• _SOURCE MATERIAL_:
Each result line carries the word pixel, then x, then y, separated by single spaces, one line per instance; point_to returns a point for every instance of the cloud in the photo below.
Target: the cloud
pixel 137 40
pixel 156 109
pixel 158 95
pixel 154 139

• _WHAT IS EXPECTED_: Output the listing exactly.

• _EXERCISE OUTPUT_:
Each result line carries the word pixel, then x, then y, separated by single spaces, one line per instance; point_to returns a point for every instance of the cloud in the photo below.
Target: the cloud
pixel 137 40
pixel 156 109
pixel 158 95
pixel 154 139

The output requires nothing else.